» Input rows
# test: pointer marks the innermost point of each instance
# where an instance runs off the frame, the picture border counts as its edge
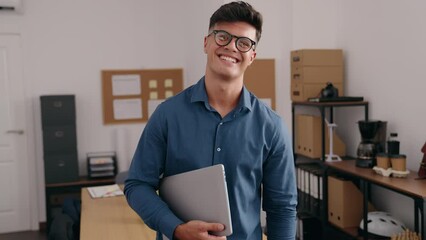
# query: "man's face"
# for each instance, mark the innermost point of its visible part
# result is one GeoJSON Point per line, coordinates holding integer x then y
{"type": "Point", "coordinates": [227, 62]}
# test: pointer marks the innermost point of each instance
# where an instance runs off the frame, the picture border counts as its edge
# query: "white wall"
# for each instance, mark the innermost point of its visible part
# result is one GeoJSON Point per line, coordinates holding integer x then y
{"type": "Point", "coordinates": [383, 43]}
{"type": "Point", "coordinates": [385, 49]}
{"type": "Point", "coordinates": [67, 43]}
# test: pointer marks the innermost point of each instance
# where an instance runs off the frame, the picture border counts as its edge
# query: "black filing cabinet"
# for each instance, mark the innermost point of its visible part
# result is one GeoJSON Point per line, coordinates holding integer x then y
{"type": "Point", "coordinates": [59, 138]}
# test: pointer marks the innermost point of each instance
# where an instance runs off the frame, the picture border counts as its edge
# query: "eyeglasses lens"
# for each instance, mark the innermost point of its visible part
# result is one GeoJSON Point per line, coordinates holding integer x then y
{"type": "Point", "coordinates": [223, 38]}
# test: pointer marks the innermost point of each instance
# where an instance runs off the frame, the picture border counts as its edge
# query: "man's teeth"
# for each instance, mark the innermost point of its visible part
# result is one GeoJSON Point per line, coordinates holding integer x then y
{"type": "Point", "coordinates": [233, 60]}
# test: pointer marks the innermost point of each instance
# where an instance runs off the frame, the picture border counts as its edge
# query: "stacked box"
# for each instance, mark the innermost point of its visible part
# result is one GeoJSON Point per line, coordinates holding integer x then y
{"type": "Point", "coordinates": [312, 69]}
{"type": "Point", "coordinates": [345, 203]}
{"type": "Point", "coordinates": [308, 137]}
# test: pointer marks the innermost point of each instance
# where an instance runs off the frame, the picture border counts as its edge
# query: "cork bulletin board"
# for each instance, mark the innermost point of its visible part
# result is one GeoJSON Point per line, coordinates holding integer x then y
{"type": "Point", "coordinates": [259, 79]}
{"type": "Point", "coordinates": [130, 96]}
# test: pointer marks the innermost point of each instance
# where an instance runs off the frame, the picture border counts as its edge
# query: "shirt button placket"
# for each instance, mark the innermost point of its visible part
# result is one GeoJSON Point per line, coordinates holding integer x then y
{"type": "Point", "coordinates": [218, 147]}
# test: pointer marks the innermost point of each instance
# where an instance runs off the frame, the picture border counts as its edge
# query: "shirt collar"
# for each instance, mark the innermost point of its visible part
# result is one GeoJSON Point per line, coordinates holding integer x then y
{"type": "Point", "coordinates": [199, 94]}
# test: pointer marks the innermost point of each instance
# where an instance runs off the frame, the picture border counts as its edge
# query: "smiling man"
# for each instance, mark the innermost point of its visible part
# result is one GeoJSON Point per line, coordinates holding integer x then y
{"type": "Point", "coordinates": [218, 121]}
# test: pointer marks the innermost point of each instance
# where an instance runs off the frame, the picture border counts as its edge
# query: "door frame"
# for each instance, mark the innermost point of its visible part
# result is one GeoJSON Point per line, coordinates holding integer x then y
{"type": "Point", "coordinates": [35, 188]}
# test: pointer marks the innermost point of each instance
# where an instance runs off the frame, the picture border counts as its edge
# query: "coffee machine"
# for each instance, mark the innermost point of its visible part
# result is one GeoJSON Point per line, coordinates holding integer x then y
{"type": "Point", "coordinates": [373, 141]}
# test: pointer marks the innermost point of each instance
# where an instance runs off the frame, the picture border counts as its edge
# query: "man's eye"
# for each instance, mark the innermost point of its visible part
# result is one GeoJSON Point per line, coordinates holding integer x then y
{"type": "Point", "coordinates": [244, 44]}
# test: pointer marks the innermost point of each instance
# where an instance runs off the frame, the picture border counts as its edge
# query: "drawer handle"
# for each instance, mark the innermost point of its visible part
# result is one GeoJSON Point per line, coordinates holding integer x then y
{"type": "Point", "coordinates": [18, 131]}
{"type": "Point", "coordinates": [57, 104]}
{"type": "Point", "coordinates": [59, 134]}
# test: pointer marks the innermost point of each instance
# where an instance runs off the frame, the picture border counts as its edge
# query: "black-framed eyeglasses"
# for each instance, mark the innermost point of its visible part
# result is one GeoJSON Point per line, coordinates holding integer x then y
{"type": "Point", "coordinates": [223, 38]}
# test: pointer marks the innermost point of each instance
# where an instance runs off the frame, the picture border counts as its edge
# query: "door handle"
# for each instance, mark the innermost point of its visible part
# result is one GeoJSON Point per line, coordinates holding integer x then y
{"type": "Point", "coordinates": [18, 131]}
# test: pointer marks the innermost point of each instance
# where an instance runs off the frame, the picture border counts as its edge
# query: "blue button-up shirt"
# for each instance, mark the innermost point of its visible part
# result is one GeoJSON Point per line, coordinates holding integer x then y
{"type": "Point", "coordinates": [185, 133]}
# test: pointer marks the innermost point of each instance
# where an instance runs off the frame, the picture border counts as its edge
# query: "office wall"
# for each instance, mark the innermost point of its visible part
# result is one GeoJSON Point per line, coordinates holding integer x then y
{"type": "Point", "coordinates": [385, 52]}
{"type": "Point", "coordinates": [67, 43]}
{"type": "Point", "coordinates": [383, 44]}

» Exercise objective
Restate the data above word for word. Skip every picture.

» Exercise solution
# test: pointer marks the innermost point of each instance
# where an instance runs off the frame, the picture border counts as its edge
# query: "man's face"
# for each instance, mark the innermost point of its visible part
# result is one GeoJSON Point per line, coordinates holding integer x then y
{"type": "Point", "coordinates": [227, 62]}
# test: pointer marks the innermost point of each instance
# where an instance runs off the frame, the picture border counts as its edge
# query: "white wall"
# for each instance, mark the innermost point of its visible part
# result is one GeoJSON Point per line, coordinates holding integer x then y
{"type": "Point", "coordinates": [383, 43]}
{"type": "Point", "coordinates": [385, 49]}
{"type": "Point", "coordinates": [67, 43]}
# test: pointer marks the innermost point of each instance
# where an instance runs off the frame, the picture border counts as its edge
# query: "black filing cabinet"
# for each instance, mark the innermost point of its visible part
# result is one GeoJSON Point per line, coordinates holding integer x then y
{"type": "Point", "coordinates": [59, 138]}
# test: pointer marks the innermost point of each instance
# where an instance runs off the frame, the picture border counts as its edge
# query: "eyeglasses lens"
# for each instance, mark the innermost point of its visible part
# result is one GeoJSON Point per line, coordinates holding integer x then y
{"type": "Point", "coordinates": [223, 38]}
# test: pointer marks the innermost point of each instance
# where an instance runs off the frame, the picture border counts as its edge
# query: "man's teeth"
# for each instance, mark the innermost point of its visible part
# result is one GeoJSON Point per line, coordinates holding integer x then y
{"type": "Point", "coordinates": [233, 60]}
# test: pointer marks the innermost point of each instance
# where an instance runs off the frame, the picture border counts as its edge
# query: "stacked box"
# for each instance, mark the innermost point of its visible part
# result is one GeoJSON Point per line, coordinates holding integer x then y
{"type": "Point", "coordinates": [312, 69]}
{"type": "Point", "coordinates": [345, 203]}
{"type": "Point", "coordinates": [308, 137]}
# test: pointer marks the innermost point of each instance
# where an instance runs off the frame, the picture border counts as its edge
# query: "cork bulletin board"
# for each instance, mark the innermost point of its visible part
# result is one GeoJSON Point per line, coordinates holding integer x then y
{"type": "Point", "coordinates": [259, 79]}
{"type": "Point", "coordinates": [130, 96]}
# test: pointer marks the innermost point of each instance
# where an instance runs off the frame, the picture border counts as its edge
# query: "shirt button placket"
# for each instance, mark the innermost point of its visible part
# result is one GeoJSON Point per line, coordinates holding integer x then y
{"type": "Point", "coordinates": [218, 147]}
# test: pointer marks the innermost point of each instance
# where an instance runs off the frame, the picture border counts as its edge
# query: "shirt collar"
# for each instance, mark the innermost point of its visible part
# result is one GeoJSON Point per line, coordinates holding integer x then y
{"type": "Point", "coordinates": [199, 94]}
# test: pointer marks the innermost point of each instance
# where an instance runs off the frame, the picture border counts as its edge
# query: "smiling man"
# for each instance, mark the innermost point of its visible part
# result is one GeoJSON Point per line, coordinates holding integer x then y
{"type": "Point", "coordinates": [218, 121]}
# test: pointer marks the innermost point of each instance
# where an instance runs off the frame, the picture border counts as its edge
# query: "door frame"
# for each instance, mark the innermost point of its visible part
# result is one GeoJSON Point per line, coordinates holding integer x then y
{"type": "Point", "coordinates": [35, 188]}
# test: pointer marks the innermost point of each instance
# where an instance runs off the frame, the picture border counts as its edge
# query: "coffee machine"
# for each instance, mark the innermost point of its visible part
# result is one GeoJSON Point per line, coordinates holding integer x then y
{"type": "Point", "coordinates": [373, 141]}
# test: pointer marks the innermost point of each instance
# where an instance runs off the frame, the picture border counts as its edge
# query: "man's eye"
# for each instance, mark the innermost point of its visible part
# result is one GeoJSON Point per line, coordinates holding integer x then y
{"type": "Point", "coordinates": [244, 44]}
# test: pointer marks the innermost point of each instance
# where an instance runs off the frame, the picture border counts as its edge
# query: "drawer handle"
# for each instance, mark the innermost point of its visible part
# result is one GeoJSON Point per line, coordinates holding integer x then y
{"type": "Point", "coordinates": [18, 131]}
{"type": "Point", "coordinates": [57, 104]}
{"type": "Point", "coordinates": [59, 134]}
# test: pointer marks the innermost point of each instance
# where an instance runs off the frame, the picture border counts as its edge
# query: "black-framed eyeglasses"
# for each instance, mark the innermost point of its visible part
# result is one GeoJSON Point per line, coordinates holding integer x then y
{"type": "Point", "coordinates": [223, 38]}
# test: pointer marks the innermost point of each instance
# where an instance runs off the frame, the picture border counts as its edge
# query: "door handle"
# for each instance, mark the innermost point of its visible part
# result is one GeoJSON Point per line, coordinates holding integer x then y
{"type": "Point", "coordinates": [18, 131]}
# test: pointer marks the innermost point of each instance
# where an instance runs off the frame, the picture border counts as its edge
# query: "blue button-up shirt"
# for each instance, mark the innermost point of its visible part
# result is one GeoJSON Point per line, coordinates holding integer x then y
{"type": "Point", "coordinates": [185, 133]}
# test: pointer marks the innermost point of each instance
# where an instance runs off the frame, the picture border counts as its edge
# query: "office wall"
# for each instance, mark the innermost point of its visible part
# result is one GeoJSON Point per line, coordinates holding integer x then y
{"type": "Point", "coordinates": [385, 52]}
{"type": "Point", "coordinates": [67, 43]}
{"type": "Point", "coordinates": [383, 44]}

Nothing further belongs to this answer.